## Begin Records for processing

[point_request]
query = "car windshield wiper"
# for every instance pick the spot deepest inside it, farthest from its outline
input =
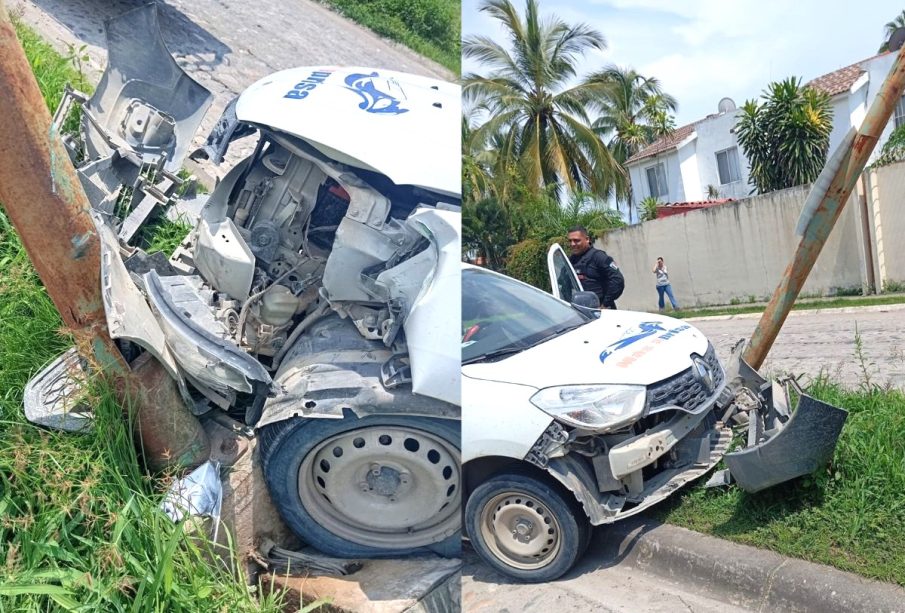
(556, 333)
(498, 353)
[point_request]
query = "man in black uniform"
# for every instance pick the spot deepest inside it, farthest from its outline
(596, 270)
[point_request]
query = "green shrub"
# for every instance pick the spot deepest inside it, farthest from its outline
(528, 262)
(890, 286)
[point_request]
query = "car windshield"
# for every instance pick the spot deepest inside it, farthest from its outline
(501, 316)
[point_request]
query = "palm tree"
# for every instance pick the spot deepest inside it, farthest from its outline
(633, 111)
(889, 29)
(528, 100)
(787, 137)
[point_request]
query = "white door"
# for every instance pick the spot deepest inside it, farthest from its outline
(563, 279)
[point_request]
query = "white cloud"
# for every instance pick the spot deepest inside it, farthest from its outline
(702, 50)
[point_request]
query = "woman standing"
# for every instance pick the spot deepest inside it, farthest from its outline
(663, 286)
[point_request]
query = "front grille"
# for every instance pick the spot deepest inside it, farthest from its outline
(684, 390)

## End Records for processing

Directions for this task: Reproduce all of the material above line for line, without any changes, and omit the pictures.

Written response:
[point_request]
query = "car windshield wiper"
# for every instance pick the spot deepest inside it, farthest from its outline
input =
(556, 333)
(498, 353)
[point_request]
query = "man in black uniform"
# for every instance pick the spot deepest inside it, farthest from its outline
(596, 270)
[point_request]
query = "green shrub"
# for every instance pick the spot deepest inside it, farthest from its outline
(528, 262)
(890, 286)
[point_request]
query = "car windshield"
# for every instance pick the spot deepest inside it, farthest from its outline
(501, 316)
[point_request]
query = "palm tree"
# for every instance pick the spot deepest inside it, farthest from its outline
(633, 111)
(889, 29)
(528, 100)
(787, 137)
[point_request]
query = "white door"
# for every instance pick the spot deepest inside it, farthest from its outline
(563, 279)
[point_request]
query = "white cloud"
# for every instance pick the spot deepest inside it, farthest from its outline
(702, 50)
[point_request]
query = "woman standing"
# for every instance pick the spot deepest inside it, farthest from its outline
(663, 286)
[point_request]
query = "front grille"
# for every instance pick the spot deepest inside it, farthest from its outline
(684, 390)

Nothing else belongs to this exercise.